> _Selected extract_:
[Start of section]

June 10, 2014 in City, Green Local News, Health, Idaho

Avista replacing transformers to eliminate PCBs

By The Spokesman-Review
 
Colin Mulvany photoBuy this photo

Avista journeyman lineman Henry Miller helps remove an old three-phase pad-mounted transformer, which is being replaced with a new environmentally friendly one, at an apartment complex on Spokane’s South Hill on Thursday.
(Full-size photo)

Health risk

PCBs are a health risk because they build up in the environment, accumulating in the tissue of fish and other aquatic animals. In addition to causing cancer, PCBs can affect brain development and mimic the hormone estrogen.

Avista Corp. is spending $36 million over six years to replace thousands of electrical transformers that contain PCBs, a cancer-causing compound found in elevated levels in the Spokane River.

Transformers built before the 1980s contain small amounts of polychlorinated biphenyls, industrial compounds once widely used in lubricants for engines and machinery.

[End of section]

> _Prompt 1_:
Answer these questions from the article on Avista's transformer replacement, one line each:
(a) How much is Avista Corp. spending on replacing the transformers, and over how many years?
(b) At what kind of site on Spokane's South Hill was the old transformer being removed?
(c) Besides causing cancer, what two effects can PCBs have?
> _Prompt 2_: Continue the article on Avista's transformer replacement, starting after its last sentence.
The records are separate material and have no connection to the article on Avista's transformer replacement.

> _Available data_:

[Start of section]

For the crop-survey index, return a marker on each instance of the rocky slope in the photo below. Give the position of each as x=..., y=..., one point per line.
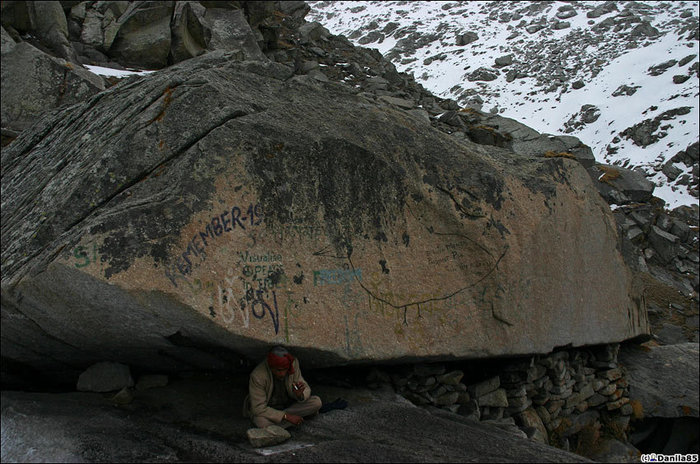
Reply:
x=88, y=243
x=621, y=76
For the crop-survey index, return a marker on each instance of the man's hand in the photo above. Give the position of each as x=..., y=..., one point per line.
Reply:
x=298, y=389
x=294, y=419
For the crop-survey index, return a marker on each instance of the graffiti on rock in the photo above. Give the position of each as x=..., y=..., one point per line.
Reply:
x=85, y=255
x=226, y=222
x=336, y=276
x=258, y=302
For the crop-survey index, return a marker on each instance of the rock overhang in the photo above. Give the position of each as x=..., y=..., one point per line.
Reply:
x=239, y=207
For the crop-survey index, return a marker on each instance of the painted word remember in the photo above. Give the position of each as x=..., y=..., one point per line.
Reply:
x=220, y=224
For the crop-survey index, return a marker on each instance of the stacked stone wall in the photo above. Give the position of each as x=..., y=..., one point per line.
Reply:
x=563, y=398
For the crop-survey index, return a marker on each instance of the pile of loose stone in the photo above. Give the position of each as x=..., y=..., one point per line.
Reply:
x=549, y=398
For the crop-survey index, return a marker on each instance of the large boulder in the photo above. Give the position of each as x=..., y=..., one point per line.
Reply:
x=44, y=20
x=218, y=206
x=34, y=82
x=663, y=379
x=143, y=38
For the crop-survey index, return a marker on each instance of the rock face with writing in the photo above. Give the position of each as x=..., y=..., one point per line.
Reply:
x=220, y=206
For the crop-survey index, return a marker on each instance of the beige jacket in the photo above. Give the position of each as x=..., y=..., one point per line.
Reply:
x=260, y=388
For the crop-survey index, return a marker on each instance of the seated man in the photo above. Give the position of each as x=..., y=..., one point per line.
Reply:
x=278, y=394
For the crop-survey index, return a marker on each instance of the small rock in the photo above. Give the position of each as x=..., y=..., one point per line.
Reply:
x=451, y=378
x=146, y=382
x=105, y=377
x=482, y=388
x=496, y=398
x=123, y=396
x=269, y=436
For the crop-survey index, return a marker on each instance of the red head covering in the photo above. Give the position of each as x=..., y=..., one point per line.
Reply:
x=282, y=362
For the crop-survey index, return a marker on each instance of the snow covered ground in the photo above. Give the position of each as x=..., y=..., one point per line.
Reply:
x=602, y=57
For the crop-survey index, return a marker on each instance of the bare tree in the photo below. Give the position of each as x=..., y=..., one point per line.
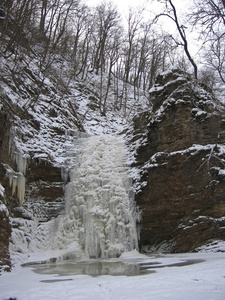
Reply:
x=209, y=15
x=172, y=14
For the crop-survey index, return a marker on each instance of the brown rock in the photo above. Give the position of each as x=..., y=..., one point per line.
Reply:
x=182, y=162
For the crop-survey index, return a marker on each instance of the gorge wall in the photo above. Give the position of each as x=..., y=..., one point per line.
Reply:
x=181, y=155
x=179, y=146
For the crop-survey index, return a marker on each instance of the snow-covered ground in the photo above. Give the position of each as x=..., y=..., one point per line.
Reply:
x=192, y=276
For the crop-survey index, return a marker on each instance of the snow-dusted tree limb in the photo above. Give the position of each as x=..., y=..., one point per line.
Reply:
x=172, y=14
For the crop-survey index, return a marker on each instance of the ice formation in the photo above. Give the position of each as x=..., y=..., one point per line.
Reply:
x=16, y=182
x=100, y=212
x=17, y=179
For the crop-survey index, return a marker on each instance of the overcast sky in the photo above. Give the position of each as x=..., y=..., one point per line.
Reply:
x=123, y=5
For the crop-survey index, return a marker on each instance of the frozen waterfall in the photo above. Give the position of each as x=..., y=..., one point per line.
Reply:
x=100, y=212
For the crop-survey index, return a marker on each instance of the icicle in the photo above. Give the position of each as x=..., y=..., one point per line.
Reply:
x=100, y=208
x=16, y=182
x=17, y=179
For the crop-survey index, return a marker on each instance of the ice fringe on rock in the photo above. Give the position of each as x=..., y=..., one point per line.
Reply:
x=17, y=179
x=100, y=211
x=16, y=182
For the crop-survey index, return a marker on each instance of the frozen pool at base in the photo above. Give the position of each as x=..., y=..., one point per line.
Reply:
x=113, y=267
x=195, y=276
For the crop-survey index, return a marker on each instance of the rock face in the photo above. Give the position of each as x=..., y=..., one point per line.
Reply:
x=182, y=161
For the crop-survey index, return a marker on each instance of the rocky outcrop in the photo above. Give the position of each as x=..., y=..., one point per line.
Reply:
x=182, y=161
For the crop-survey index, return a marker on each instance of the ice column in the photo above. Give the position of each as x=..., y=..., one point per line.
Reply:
x=17, y=179
x=100, y=210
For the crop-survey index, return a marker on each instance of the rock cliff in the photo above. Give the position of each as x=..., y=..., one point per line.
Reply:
x=181, y=155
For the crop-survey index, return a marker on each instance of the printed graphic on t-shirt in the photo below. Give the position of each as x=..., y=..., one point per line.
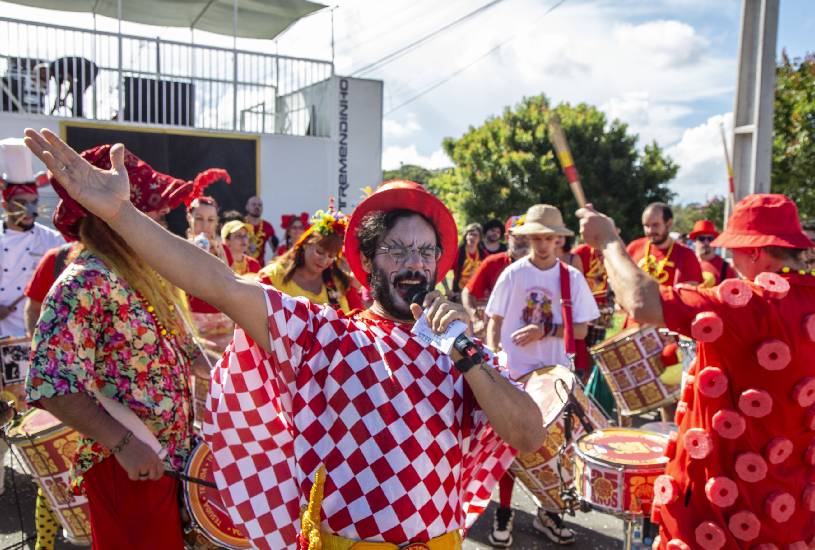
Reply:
x=538, y=310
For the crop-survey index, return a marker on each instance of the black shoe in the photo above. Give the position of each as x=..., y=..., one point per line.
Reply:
x=551, y=525
x=501, y=534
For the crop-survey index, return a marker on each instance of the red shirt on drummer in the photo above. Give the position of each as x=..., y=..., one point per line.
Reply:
x=714, y=268
x=741, y=471
x=666, y=260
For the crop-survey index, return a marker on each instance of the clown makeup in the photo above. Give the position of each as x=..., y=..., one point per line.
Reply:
x=203, y=219
x=405, y=259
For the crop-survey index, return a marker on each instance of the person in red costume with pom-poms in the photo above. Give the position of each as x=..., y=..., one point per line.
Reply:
x=740, y=473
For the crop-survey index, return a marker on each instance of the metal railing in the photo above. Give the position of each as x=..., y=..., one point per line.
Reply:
x=65, y=71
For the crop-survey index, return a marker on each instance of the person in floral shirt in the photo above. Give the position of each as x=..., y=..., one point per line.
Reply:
x=111, y=326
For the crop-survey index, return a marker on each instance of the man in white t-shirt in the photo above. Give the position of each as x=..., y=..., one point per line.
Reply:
x=526, y=322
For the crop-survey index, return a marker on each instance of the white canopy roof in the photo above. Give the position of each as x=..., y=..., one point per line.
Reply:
x=262, y=19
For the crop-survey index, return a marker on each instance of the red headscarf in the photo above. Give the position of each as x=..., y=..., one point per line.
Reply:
x=150, y=190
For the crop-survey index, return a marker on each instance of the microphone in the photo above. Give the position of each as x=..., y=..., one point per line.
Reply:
x=466, y=347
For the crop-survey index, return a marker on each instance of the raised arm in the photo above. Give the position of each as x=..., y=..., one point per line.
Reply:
x=635, y=291
x=106, y=193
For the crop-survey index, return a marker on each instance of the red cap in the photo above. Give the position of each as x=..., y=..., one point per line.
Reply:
x=703, y=227
x=764, y=220
x=408, y=195
x=150, y=191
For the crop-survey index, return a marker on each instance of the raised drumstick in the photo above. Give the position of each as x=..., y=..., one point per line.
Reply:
x=564, y=155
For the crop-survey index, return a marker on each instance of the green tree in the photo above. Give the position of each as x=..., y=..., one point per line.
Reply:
x=507, y=164
x=793, y=171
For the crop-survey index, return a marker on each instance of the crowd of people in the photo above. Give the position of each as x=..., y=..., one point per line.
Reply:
x=321, y=373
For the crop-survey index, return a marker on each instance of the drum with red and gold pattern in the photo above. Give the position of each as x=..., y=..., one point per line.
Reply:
x=632, y=364
x=205, y=506
x=47, y=447
x=14, y=361
x=550, y=388
x=615, y=469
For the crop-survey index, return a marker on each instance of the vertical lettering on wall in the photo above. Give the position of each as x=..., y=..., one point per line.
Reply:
x=342, y=190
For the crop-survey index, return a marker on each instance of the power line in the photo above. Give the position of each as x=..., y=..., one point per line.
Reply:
x=475, y=61
x=382, y=61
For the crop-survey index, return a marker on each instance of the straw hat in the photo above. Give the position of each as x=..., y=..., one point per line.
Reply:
x=542, y=219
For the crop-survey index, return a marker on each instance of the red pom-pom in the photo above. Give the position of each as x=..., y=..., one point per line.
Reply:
x=774, y=285
x=734, y=292
x=721, y=491
x=809, y=327
x=681, y=411
x=687, y=388
x=697, y=443
x=670, y=448
x=778, y=450
x=804, y=391
x=707, y=327
x=710, y=536
x=712, y=382
x=773, y=355
x=808, y=497
x=744, y=525
x=750, y=467
x=779, y=506
x=666, y=490
x=728, y=424
x=755, y=403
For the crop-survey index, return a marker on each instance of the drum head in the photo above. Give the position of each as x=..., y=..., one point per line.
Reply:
x=550, y=388
x=205, y=505
x=624, y=446
x=34, y=424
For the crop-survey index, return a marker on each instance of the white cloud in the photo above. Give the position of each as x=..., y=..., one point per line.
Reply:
x=702, y=173
x=394, y=156
x=395, y=129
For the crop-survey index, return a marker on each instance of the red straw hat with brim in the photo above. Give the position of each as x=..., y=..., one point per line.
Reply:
x=703, y=227
x=407, y=195
x=764, y=220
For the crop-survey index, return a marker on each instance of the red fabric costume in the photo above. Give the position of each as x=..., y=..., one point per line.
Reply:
x=741, y=469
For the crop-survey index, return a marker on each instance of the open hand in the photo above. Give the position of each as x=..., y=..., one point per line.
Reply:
x=597, y=229
x=526, y=335
x=102, y=192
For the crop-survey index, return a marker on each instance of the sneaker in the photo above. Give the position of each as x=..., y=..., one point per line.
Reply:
x=551, y=525
x=501, y=535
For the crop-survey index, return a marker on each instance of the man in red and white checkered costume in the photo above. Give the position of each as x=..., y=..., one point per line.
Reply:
x=413, y=440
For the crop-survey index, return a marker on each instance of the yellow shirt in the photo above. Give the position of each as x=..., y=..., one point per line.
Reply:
x=273, y=274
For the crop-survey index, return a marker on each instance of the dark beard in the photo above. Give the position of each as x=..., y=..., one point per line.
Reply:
x=384, y=293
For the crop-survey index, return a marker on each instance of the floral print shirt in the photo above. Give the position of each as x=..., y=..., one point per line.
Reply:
x=95, y=333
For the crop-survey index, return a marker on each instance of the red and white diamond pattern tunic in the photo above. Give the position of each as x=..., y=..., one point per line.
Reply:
x=409, y=453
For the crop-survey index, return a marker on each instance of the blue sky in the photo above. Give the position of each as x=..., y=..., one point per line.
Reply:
x=665, y=67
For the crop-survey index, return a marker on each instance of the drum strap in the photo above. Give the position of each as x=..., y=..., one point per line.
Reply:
x=566, y=303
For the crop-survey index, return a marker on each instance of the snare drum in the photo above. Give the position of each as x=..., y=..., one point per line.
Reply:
x=632, y=364
x=205, y=506
x=550, y=388
x=14, y=363
x=615, y=469
x=47, y=447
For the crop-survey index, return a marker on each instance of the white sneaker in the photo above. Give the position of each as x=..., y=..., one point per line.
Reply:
x=551, y=525
x=501, y=534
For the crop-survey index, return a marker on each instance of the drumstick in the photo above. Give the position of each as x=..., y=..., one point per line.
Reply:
x=184, y=477
x=564, y=155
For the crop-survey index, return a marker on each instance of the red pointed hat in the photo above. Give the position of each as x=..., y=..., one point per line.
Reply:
x=703, y=227
x=764, y=220
x=408, y=195
x=150, y=190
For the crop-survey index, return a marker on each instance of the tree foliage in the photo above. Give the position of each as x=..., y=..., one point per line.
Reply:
x=507, y=164
x=793, y=170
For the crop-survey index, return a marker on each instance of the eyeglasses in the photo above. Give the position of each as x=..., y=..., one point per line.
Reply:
x=400, y=253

[End of section]

> _Exercise result 1_:
(a) $36 million over six years.
(b) An apartment complex.
(c) They can affect brain development and mimic the hormone estrogen.

> _Exercise result 2_:
Avista voluntarily began targeting the older transformers for changeout years ago, gradually replacing them when utility crews scheduled other maintenance work at utility poles and substations. But in 2011, Avista stepped up the work, with the goal of removing all of its transformers that contain PCBs by 2016.

The Washington Department of Ecology applauds the utility’s proactive approach, said Adriane Borgias, a water quality specialist for the Spokane River.

“Removing that potential source from the watershed is more cost-effective and less difficult than doing a cleanup if the PCBs were released into the environment,” she said.

Avista’s work is part of a bigger focus on reducing toxic compounds in the Spokane River, where state health advisories urge people to limit meals of fish from the river to reduce their exposure to PCBs and other pollutants. The Spokane-based utility is a voluntary member of a Department of Ecology-led task force working on ways to prevent industrial compounds from getting into the watershed.

In general, there’s a low risk of PCBs from the transformers getting into waterways, said Bruce Howard, Avista’s environmental affairs director. But it could occur if a vehicle struck a pole and the transformer leaked oil, he said.

Avista has 120,000 transformers in Eastern Washington and North Idaho, so just figuring out which contained PCBs was a job in itself, Howard said.

“A lot of times when the manufacturer shipped these, they didn’t tell us that it had PCBs,” he said. “We had thousands that we didn’t have information on.”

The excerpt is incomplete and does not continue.